─── Excerpt provided ───

GroupBy - rFronteddu/general_wiki GitHub Wiki

Aggregators

The main idea behind an aggregate function is to take multiple inputs and return a single output.

The most common aggregate functions:

AVG() - returns average value (you can use ROUND() to specify precision)
COUNT() - returns number of values (simply returns the number of rows so we just use COUNT(*))
MAX() - returns maximum value
MIN() - returns minimum value
SUM() - returns the sum of all values

Aggregate function calls happen only in the SELECT clause or the HAVING clause.

SELECT MIN(replacement_cost) FROM film;

SELECT MAX(replacement_cost), MIN(replacement_cost) FROM film;

SELECT ROUND(AVG(replacement_cost), 2) 
FROM film;

SELECT SUM(replacement_cost) 
FROM film;

GROUP BY

GROUP BY allows us to aggregate columns per some category.

Note that GROUP BY must appear right after a FROM or WHERE statement.

Note that in the SELECT statement, columns must either have an aggregate function or be in the GROUP BY call.

If we are selecting a category_column in the GROUP BY it must be in the SELECT statement.
If a column has an aggregate function, it does need to be included in the GROUP BY call.
WHERE statements should not refer to the aggregation result (you should use HAVING for that).

# this will show sum of sales grouped by company first and then division
SELECT company, division, SUM(sales)
FROM finance_table
GROUP BY company, division

If you want to sort results based on the aggregate, make sure to reference the entire function

SELECT company, SUM(sales)
FROM finance_table
GROUP BY company
ORDER BY SUM(sales)
LIMIT 5;

SELECT category_col, AGG(data_col)
FROM table
GROUP BY category_col;

SELECT category_col, AGG(data_col)
FROM table
WHERE category_col != 'A'
GROUP BY category_col;

SELECT customer_id, SUM(amount)
FROM payment
GROUP BY customer_id
ORDER BY SUM(amount);

# How much each customer spent for each staff ID
SELECT customer_id, staff_id, SUM(amount)
FROM payment
GROUP BY staff_id, customer_id
ORDER BY customer_id;`

HAVING

The HAVING clause allows us to filter after an aggregation has taken place.

# We could filter before executing the GROUP BY with a where, but if we need to wait for an aggregate, we can use having.
* We cannot use WHERE to filter based of aggregates results, because those happen after WHERE is executed.
* whenever you can is better to do the WHERE first to filter out rows to process.

SELECT company, SUM(sales) FROM finance_table GROUP BY company HAVING SUM(sales) > 1000;

─── Dataset entries ───

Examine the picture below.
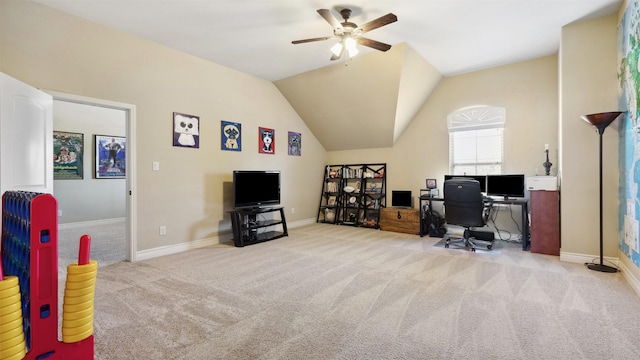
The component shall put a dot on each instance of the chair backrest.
(463, 202)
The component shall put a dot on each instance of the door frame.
(130, 158)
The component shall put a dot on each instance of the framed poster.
(231, 136)
(110, 161)
(295, 143)
(186, 130)
(67, 155)
(266, 141)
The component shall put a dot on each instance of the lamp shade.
(601, 120)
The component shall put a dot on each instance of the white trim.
(131, 203)
(299, 223)
(215, 240)
(89, 223)
(476, 117)
(178, 248)
(633, 281)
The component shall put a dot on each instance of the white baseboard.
(177, 248)
(633, 281)
(92, 223)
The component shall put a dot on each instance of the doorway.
(114, 209)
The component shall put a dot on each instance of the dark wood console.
(251, 226)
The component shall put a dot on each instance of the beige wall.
(529, 92)
(588, 63)
(191, 192)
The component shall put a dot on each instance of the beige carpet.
(337, 292)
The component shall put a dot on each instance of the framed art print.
(110, 161)
(67, 155)
(295, 143)
(186, 130)
(231, 136)
(266, 141)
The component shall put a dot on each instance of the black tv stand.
(247, 229)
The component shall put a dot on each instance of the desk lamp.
(600, 121)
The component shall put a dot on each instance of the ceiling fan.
(350, 34)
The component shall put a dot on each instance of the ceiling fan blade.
(328, 16)
(311, 40)
(373, 44)
(381, 21)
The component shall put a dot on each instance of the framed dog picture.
(186, 130)
(266, 141)
(67, 155)
(231, 136)
(295, 143)
(110, 162)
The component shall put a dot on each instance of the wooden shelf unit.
(358, 207)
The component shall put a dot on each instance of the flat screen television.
(482, 179)
(506, 185)
(254, 188)
(401, 198)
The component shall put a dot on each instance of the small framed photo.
(295, 143)
(331, 201)
(266, 141)
(186, 130)
(231, 136)
(68, 149)
(110, 161)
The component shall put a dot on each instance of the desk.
(523, 203)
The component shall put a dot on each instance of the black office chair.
(465, 206)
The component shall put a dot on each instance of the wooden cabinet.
(545, 222)
(353, 194)
(400, 220)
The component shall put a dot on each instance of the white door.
(26, 137)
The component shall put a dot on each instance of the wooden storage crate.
(400, 220)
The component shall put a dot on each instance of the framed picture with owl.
(231, 139)
(186, 130)
(266, 141)
(110, 161)
(295, 143)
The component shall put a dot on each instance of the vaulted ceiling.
(376, 94)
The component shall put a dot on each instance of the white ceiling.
(254, 36)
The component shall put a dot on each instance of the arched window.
(475, 140)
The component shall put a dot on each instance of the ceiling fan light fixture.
(337, 49)
(350, 44)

───

Tasks to carry out
**1.** Summarize the wiki page in two sentences.
**2.** Write out the part of the wiki page between "Note that GROUP" and "the SELECT statement.", inclusive, word for word.
The material comes from a separate source and has no connection to the wiki page.

The replies
**1.** Aggregate functions such as AVG(), COUNT(), MAX(), MIN() and SUM() take multiple inputs and return a single output, and they are called only in the SELECT clause or the HAVING clause. GROUP BY aggregates columns per some category and must appear right after a FROM or WHERE statement, while HAVING filters after an aggregation has taken place, since WHERE cannot filter on aggregate results.

**2.**
Note that GROUP BY must appear right after a FROM or WHERE statement.

Note that in the SELECT statement, columns must either have an aggregate function or be in the GROUP BY call.

If we are selecting a category_column in the GROUP BY it must be in the SELECT statement.